Well-documented is Scott’s story of skipping school when he was 15 to watch his
hero, Greg Norman, in the final round of the ’96 Masters. When Norman blew a
six-stroke lead, Scott cried.
“Australia,
it’s a proud sporting nation, and this was one notch in the belt that we had
never got,” said Scott, who’s finished second twice at majors ('11 Masters, '12
Open Championship) and was third at the 2006 PGA. “Amazing it’s come down to
me, Mark (Leishman) and Jason Day. It could have been any of us. But there was
one guy who inspired a nation of golfers, and that’s Greg Norman.”
Day,
trying to become both the first Masters champ from Australia and the first
Masters champ with a beard, began the day two strokes out of the lead. He
grabbed it at 9-under after a birdie on 15 because some people behind him were
having trouble making pars.
Sunday’s
starting time co-leader, Brandt Snedeker, had four bogeys in six holes beginning
at 9 and finished tied for sixth. Leishman, fellow countryman of Scott and Day,
also started the day at 5-under but disappeared from contention when his ball
found the pond on 15. Leishman also tied for fourth.
Tiger
Woods, big news since Friday because of his 2-shot penalty assessed the morning
after the second round, started the day four shots back, shot a 70, and
finished in the same spot, tied with Leishman. For a while during his 1-over
front nine, it looked like he was trying to disqualify himself after all.
So
while Scott was making steady progress, it was, in fact, the entertaining Argentinian who was providing the
best back-nine drama. Cabrera surrendered the 2-stroke lead he took into the
back nine when he bogeyed 10 and then 13 when he tried to carry Rae’s Creek on
his second shot out of pine straw. El Pato never looked more like a cross
between a duck and the Tasmanian Devil then he did as he spun out of the shoes
on his swing, then flipped the club when his ball found the creek.

▶ _Exercise 1_
Condense the paragraph of the Masters passage that begins "Day, trying to become" into a brief bulleted list that keeps its main facts.
▶ _Exercise 2_
Answer the following from the Masters passage, each on its own line:
(a) How old was Scott when he skipped school to watch Greg Norman?
(b) What did Tiger Woods shoot in the final round?
(c) On which hole did Cabrera make a bogey when he tried to carry Rae's Creek?
Rely solely on the Masters passage and consult no other source.

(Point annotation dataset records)
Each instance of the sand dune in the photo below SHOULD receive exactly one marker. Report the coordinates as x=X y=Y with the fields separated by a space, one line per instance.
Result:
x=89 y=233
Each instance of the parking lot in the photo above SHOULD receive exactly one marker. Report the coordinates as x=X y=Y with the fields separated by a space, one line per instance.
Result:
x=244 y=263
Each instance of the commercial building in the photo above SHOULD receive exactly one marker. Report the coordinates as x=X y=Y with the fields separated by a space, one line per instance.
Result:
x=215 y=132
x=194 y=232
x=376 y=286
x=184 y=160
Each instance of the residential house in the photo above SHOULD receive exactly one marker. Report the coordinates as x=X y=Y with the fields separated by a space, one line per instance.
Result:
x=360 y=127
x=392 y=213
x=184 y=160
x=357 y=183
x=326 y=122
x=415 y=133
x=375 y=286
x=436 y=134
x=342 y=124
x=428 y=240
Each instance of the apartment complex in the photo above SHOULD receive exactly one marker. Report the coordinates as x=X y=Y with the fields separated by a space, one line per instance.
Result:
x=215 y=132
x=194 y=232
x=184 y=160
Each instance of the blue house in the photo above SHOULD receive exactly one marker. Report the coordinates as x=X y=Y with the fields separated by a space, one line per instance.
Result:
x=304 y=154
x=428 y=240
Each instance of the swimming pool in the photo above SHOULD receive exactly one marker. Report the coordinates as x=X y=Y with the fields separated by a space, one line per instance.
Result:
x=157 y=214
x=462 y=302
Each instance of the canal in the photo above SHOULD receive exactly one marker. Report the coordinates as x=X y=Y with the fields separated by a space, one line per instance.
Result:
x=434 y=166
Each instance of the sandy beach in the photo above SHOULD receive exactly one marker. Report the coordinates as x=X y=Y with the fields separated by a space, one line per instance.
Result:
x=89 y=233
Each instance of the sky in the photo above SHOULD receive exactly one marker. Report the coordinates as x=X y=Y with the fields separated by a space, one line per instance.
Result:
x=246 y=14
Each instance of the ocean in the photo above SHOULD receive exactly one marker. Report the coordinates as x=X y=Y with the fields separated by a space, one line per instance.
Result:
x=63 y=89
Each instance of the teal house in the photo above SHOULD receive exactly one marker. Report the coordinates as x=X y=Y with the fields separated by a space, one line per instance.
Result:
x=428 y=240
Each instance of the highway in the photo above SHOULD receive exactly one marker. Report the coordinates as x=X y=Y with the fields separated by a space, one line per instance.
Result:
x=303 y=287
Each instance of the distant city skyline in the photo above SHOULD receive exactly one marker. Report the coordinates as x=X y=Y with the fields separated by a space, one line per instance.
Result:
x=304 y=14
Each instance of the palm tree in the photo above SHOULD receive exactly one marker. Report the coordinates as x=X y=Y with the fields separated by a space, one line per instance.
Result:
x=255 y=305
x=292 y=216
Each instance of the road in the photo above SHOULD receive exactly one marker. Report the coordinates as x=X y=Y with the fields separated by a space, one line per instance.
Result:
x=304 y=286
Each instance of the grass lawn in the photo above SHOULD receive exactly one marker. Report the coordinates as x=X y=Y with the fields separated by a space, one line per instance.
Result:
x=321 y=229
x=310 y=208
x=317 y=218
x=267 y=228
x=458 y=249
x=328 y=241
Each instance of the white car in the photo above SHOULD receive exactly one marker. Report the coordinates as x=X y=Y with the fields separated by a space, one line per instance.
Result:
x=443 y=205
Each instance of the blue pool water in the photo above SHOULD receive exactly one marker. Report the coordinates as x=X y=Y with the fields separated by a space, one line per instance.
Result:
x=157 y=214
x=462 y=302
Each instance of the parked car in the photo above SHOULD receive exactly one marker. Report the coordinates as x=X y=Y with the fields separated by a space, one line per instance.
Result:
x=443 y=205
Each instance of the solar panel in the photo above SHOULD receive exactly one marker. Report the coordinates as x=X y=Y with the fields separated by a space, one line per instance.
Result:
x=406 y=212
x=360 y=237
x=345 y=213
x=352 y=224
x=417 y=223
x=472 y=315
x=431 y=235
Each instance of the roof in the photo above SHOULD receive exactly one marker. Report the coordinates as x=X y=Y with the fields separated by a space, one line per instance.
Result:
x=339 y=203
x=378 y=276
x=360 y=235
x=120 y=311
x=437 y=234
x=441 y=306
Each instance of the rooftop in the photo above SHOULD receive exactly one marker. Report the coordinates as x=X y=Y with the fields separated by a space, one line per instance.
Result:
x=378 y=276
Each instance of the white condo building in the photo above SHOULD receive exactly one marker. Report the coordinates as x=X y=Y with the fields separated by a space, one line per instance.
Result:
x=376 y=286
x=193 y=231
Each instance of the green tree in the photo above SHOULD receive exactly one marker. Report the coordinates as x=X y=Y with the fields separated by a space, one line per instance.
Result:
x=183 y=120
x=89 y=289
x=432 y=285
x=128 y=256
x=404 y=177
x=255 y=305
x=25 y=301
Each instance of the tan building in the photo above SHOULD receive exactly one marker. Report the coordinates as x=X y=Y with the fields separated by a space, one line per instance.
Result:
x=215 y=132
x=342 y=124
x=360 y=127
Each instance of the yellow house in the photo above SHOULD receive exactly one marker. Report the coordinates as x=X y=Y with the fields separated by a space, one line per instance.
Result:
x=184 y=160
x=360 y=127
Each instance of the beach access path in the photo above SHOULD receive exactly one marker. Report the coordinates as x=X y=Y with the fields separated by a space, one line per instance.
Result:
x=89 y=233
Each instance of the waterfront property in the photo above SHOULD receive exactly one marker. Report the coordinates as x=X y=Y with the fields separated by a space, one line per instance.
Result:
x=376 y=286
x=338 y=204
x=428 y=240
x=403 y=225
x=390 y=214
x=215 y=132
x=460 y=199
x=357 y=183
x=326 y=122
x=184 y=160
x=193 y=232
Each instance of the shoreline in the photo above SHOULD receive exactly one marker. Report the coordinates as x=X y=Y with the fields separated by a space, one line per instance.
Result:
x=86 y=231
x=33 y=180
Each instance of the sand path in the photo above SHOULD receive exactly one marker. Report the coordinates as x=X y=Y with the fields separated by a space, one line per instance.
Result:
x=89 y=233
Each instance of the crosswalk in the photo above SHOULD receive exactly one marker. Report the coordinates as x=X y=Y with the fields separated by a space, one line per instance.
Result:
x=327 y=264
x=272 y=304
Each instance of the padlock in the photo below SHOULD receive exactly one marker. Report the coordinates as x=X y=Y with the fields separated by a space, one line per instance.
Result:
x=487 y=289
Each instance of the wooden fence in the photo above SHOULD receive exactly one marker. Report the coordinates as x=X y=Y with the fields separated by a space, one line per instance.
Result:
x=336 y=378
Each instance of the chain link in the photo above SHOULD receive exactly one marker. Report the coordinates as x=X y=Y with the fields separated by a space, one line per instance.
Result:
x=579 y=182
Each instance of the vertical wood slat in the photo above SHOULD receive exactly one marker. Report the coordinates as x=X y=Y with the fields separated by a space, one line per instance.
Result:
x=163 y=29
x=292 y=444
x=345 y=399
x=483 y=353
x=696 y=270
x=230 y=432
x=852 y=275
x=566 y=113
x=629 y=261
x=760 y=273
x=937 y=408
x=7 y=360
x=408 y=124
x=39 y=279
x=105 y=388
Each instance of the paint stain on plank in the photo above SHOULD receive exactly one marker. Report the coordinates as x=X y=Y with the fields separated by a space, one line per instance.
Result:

▶ _Complete output 1_
- Day sought to become the first Masters champion from Australia and the first with a beard.
- He began the day two strokes out of the lead.
- He took the lead at 9-under after a birdie on 15, because some players behind him were having trouble making pars.

▶ _Complete output 2_
(a) 15
(b) 70
(c) 13